The reply must repeat the listing below exactly and carry none of its pictures.

=== TASK DATA ===
◇ ◇ ◇ ◇
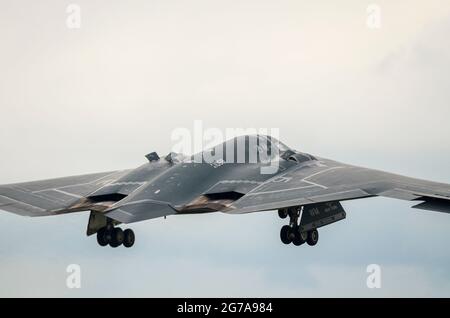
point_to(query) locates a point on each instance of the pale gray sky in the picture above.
(100, 97)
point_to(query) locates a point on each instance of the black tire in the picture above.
(116, 237)
(282, 213)
(313, 237)
(300, 238)
(285, 234)
(129, 237)
(101, 237)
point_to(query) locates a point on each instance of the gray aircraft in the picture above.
(265, 176)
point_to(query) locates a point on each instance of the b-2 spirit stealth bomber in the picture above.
(242, 175)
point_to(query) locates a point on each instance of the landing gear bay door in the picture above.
(321, 214)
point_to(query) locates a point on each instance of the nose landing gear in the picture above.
(115, 236)
(291, 233)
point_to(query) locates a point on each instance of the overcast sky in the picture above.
(99, 98)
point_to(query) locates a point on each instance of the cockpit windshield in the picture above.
(245, 149)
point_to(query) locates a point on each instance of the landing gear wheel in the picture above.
(116, 237)
(285, 234)
(313, 237)
(283, 213)
(300, 238)
(128, 240)
(101, 237)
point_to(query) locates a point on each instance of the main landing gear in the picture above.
(115, 236)
(291, 233)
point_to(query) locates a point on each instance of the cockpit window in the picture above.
(246, 149)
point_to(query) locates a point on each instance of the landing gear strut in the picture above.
(115, 236)
(291, 233)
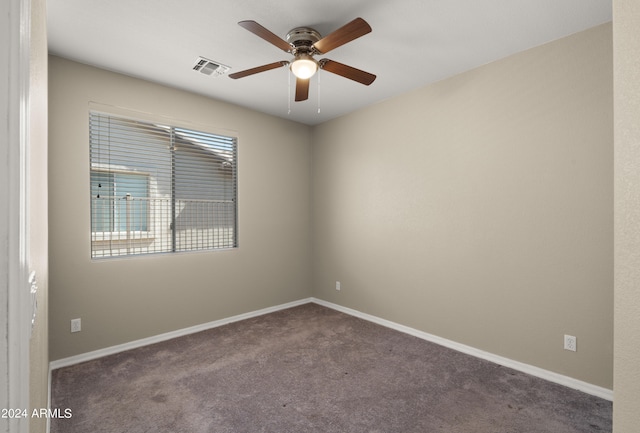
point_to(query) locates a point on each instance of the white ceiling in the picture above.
(413, 43)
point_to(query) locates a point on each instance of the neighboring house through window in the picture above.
(157, 188)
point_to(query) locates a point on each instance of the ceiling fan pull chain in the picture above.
(289, 98)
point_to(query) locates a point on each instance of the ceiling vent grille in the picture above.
(209, 67)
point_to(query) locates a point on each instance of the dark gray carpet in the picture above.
(312, 369)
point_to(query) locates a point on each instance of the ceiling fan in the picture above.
(304, 43)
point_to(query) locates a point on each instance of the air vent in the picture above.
(209, 67)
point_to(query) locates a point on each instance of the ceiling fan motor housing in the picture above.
(302, 39)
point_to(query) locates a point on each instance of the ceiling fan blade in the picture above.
(265, 34)
(344, 34)
(347, 71)
(302, 89)
(258, 69)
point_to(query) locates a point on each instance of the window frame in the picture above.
(182, 239)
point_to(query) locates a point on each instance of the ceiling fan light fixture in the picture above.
(304, 66)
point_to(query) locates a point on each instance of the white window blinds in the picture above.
(158, 188)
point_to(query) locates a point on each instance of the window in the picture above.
(120, 202)
(157, 188)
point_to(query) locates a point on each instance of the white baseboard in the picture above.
(76, 359)
(588, 388)
(567, 381)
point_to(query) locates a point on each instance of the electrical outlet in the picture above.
(76, 325)
(570, 343)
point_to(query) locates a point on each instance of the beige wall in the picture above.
(479, 209)
(626, 49)
(121, 300)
◇ ◇ ◇ ◇
=== ANSWER TO THIS EXERCISE ===
point_to(query) locates a point on each instance of the pale gray sky in the picture above.
(100, 97)
point_to(query) locates a point on each instance of the black tire in the picture above.
(116, 237)
(282, 213)
(313, 237)
(300, 238)
(285, 234)
(129, 237)
(101, 237)
point_to(query) locates a point on each instance of the gray aircraft in the picture above.
(265, 176)
point_to(query) locates a point on each instance of the b-2 spirit stealth bomber in the picture above.
(242, 175)
point_to(query) locates a point on each instance of the landing gear bay door in the picture above.
(321, 214)
point_to(query) locates a point on each instance of the nose landing gear in the picture above.
(115, 236)
(291, 233)
point_to(query) locates a point on each instance of the overcast sky in the picture above.
(99, 98)
point_to(query) locates a point on each instance of the cockpit windshield in the picture above.
(245, 149)
point_to(query) locates a point on each instance of the landing gear wheel in the picture above.
(116, 237)
(285, 234)
(313, 237)
(283, 213)
(300, 238)
(128, 240)
(101, 237)
point_to(query) locates a point on each instance of the main landing gear in the picture above.
(115, 236)
(291, 233)
point_to(query) locates a point on each instance of the cockpit window in the picture above.
(246, 149)
point_to(query) locates a point on each instance of the landing gear strut in the picture above.
(115, 236)
(291, 233)
point_to(query) locates a point on each instance of the white ceiling in the picture above.
(413, 43)
point_to(query) locates a point on each instance of the neighboring house through window in the picture above.
(157, 188)
point_to(query) locates a point on each instance of the ceiling fan pull chain in the picture above.
(289, 98)
point_to(query) locates a point on each instance of the ceiling vent grille in the picture above.
(209, 67)
point_to(query) locates a point on each instance of the dark gray carpet in the picture above.
(312, 369)
point_to(query) locates a point on each instance of the ceiling fan in the picture above.
(304, 43)
point_to(query) locates a point on each instance of the air vent in the picture above.
(209, 67)
point_to(query) locates a point on each instance of the ceiling fan motor housing in the picture above.
(302, 39)
point_to(query) locates a point on each instance of the ceiling fan blade in the picture above.
(265, 34)
(344, 34)
(347, 71)
(302, 89)
(258, 69)
point_to(query) locates a point on each instance of the window frame in the picture above.
(182, 239)
point_to(query) locates a point on each instance of the ceiling fan light fixture in the picture above.
(304, 66)
point_to(query) locates a point on each instance of the white window blinds in the picture above.
(158, 188)
point_to(query) locates a point on each instance of the window in the picture above.
(120, 202)
(157, 188)
point_to(query) locates a point on each instance of the white baseboard in the picture above.
(76, 359)
(588, 388)
(567, 381)
point_to(query) locates a point on each instance of the electrical outlet in the picture above.
(76, 325)
(570, 343)
point_to(query) locates a point on each instance of the beige wall in the picture above.
(479, 209)
(626, 49)
(121, 300)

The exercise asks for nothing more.